> [YOUR GOAL]
Starting at the line with "34L366 83L367 208L407" and going on through the line with "positive clicks: (404, 288)", reproduce each line in the records below exactly and nothing more.
══ SOURCE MATERIAL
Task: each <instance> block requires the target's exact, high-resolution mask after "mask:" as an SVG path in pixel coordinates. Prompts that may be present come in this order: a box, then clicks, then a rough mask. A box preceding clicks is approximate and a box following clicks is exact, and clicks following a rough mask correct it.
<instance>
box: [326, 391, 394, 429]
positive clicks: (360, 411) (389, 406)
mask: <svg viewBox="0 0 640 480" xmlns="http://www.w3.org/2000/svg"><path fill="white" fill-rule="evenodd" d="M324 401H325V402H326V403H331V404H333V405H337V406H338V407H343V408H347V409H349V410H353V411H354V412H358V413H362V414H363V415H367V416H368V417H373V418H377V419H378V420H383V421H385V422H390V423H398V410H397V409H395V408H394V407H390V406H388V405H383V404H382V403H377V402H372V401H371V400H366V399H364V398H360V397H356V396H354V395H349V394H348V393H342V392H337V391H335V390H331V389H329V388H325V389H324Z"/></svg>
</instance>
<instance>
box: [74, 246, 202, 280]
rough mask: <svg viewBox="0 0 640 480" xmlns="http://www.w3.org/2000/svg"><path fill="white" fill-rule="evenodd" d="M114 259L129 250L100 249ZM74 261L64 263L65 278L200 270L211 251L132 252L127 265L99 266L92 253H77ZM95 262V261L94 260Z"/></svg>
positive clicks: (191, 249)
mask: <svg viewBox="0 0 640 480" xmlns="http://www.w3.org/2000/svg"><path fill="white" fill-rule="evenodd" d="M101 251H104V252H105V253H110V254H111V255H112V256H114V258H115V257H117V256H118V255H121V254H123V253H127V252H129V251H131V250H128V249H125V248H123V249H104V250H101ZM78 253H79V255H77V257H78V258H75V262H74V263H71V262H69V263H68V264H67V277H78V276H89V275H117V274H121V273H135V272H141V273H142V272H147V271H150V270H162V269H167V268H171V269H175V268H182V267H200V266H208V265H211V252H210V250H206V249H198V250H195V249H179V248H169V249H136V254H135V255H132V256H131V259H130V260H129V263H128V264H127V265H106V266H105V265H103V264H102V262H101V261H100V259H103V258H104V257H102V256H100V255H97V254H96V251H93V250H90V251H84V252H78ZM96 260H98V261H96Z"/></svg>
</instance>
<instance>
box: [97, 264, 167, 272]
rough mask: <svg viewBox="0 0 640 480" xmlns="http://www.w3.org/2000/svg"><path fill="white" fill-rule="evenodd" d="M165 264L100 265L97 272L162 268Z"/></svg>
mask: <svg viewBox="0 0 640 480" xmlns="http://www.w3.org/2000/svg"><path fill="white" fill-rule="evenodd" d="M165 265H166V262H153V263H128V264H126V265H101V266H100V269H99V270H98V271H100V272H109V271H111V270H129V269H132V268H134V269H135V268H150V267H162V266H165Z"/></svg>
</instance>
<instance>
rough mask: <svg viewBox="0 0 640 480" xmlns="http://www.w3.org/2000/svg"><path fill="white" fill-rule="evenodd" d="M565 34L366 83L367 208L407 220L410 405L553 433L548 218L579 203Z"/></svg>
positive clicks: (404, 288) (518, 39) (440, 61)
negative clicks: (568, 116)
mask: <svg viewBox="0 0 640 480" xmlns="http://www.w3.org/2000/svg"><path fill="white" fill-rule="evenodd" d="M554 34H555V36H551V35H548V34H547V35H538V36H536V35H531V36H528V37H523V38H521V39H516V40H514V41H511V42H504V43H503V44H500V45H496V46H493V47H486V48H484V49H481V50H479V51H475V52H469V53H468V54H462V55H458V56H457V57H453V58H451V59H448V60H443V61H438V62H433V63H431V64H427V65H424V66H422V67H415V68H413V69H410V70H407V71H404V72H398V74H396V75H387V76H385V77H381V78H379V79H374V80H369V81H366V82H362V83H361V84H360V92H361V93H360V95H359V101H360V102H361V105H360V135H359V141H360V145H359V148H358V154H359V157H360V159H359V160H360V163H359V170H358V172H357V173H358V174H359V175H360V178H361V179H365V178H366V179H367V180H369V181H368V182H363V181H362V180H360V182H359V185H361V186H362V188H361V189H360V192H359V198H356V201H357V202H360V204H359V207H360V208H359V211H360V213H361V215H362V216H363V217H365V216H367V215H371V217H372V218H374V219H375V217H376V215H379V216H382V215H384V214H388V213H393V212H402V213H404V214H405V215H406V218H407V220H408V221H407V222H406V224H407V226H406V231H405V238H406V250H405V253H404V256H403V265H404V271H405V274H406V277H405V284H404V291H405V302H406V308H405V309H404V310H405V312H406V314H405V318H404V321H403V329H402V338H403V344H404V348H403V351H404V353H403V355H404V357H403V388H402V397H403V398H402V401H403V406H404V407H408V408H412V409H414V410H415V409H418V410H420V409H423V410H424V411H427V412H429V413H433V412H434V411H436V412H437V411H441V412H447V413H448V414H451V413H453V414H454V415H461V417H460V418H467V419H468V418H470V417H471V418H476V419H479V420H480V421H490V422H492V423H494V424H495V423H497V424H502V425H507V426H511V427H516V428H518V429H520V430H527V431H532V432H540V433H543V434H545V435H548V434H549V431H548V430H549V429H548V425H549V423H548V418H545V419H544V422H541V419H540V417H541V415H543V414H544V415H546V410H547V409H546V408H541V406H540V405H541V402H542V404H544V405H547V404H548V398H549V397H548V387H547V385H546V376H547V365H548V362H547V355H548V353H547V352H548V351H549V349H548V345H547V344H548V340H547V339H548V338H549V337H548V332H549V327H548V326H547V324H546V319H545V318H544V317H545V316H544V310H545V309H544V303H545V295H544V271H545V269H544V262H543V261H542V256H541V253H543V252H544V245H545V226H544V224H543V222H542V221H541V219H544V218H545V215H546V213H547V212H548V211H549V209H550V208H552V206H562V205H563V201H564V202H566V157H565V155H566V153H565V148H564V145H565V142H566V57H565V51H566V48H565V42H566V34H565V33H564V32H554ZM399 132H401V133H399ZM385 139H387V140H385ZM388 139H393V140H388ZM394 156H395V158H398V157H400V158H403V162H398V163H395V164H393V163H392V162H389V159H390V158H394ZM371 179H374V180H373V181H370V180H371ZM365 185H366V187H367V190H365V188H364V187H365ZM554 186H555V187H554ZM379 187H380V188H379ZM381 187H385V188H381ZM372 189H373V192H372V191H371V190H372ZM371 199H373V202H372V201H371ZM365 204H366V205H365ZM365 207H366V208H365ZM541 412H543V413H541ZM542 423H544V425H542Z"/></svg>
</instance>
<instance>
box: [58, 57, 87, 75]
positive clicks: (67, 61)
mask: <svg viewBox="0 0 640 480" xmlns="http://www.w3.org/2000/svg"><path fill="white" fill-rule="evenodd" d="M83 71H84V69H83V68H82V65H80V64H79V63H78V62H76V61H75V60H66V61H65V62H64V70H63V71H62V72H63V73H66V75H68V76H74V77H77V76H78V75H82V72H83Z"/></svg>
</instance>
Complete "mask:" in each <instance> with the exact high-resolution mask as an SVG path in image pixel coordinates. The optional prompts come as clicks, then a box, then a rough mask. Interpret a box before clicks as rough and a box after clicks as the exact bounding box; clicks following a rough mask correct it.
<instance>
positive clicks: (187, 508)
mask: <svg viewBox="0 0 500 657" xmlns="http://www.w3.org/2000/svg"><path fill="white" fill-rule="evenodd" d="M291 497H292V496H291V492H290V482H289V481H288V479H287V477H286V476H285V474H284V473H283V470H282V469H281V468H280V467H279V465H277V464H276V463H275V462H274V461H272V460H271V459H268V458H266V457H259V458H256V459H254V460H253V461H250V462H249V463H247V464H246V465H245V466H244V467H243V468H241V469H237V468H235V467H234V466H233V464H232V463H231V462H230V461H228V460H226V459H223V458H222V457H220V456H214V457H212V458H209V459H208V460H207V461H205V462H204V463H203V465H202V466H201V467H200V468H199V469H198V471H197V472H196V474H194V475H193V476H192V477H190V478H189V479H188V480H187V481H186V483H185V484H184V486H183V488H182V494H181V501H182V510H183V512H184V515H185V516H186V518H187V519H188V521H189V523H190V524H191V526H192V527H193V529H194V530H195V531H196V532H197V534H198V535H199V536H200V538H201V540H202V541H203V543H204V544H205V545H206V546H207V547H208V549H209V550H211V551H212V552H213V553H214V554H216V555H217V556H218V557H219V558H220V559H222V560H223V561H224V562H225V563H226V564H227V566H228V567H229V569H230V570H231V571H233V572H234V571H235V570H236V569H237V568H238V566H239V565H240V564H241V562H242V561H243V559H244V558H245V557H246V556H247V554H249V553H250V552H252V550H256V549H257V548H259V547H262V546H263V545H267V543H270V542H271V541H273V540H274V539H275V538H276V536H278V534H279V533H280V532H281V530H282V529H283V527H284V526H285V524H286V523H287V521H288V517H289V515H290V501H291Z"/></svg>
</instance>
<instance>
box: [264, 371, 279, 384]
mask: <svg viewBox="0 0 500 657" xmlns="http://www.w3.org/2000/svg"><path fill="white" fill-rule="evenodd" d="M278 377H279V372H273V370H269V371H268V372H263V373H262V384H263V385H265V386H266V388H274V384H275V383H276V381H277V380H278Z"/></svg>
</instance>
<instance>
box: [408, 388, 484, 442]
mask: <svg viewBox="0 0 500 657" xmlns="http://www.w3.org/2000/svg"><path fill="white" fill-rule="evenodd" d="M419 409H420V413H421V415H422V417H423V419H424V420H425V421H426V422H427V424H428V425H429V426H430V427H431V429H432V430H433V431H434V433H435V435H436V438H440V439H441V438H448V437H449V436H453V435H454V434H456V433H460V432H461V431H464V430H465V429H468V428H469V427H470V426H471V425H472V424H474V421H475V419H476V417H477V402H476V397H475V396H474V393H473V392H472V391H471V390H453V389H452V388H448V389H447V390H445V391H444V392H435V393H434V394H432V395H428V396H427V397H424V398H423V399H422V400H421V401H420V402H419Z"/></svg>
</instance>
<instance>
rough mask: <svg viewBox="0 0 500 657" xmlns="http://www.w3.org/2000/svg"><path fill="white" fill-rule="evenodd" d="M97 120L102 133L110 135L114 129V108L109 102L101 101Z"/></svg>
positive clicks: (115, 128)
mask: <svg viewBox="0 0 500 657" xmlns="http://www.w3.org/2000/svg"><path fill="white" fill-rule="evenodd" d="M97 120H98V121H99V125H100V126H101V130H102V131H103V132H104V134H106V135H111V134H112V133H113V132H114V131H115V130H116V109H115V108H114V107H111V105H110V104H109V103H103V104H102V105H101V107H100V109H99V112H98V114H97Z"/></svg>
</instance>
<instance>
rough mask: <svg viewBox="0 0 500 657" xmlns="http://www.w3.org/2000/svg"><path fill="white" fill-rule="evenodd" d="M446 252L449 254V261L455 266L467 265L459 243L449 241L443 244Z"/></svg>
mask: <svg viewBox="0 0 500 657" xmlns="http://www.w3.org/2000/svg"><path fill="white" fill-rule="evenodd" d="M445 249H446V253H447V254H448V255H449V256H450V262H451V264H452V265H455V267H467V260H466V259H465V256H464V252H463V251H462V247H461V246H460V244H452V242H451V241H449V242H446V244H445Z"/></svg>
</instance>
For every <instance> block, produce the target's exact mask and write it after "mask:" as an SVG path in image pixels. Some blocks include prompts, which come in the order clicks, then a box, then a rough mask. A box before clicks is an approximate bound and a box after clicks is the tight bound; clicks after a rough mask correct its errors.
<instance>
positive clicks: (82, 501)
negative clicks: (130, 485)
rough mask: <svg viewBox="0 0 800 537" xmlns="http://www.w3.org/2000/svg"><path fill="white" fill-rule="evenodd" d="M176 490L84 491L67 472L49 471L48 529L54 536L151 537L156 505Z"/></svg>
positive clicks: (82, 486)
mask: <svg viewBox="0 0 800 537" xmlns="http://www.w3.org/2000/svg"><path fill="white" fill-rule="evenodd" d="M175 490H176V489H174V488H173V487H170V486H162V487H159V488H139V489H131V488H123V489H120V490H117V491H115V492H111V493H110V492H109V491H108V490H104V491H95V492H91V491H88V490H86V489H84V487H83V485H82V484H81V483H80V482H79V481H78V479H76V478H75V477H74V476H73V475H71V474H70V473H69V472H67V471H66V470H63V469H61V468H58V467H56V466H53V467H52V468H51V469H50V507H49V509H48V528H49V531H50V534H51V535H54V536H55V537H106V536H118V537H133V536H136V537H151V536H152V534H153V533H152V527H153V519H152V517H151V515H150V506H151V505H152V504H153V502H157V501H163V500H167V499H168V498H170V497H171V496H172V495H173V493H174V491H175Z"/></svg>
════
> [THE COMPLETED TASK]
rough mask: <svg viewBox="0 0 640 480" xmlns="http://www.w3.org/2000/svg"><path fill="white" fill-rule="evenodd" d="M565 34L366 83L367 208L407 220L410 405L553 433L548 218L579 203Z"/></svg>
positive clicks: (404, 288) (518, 39) (440, 61)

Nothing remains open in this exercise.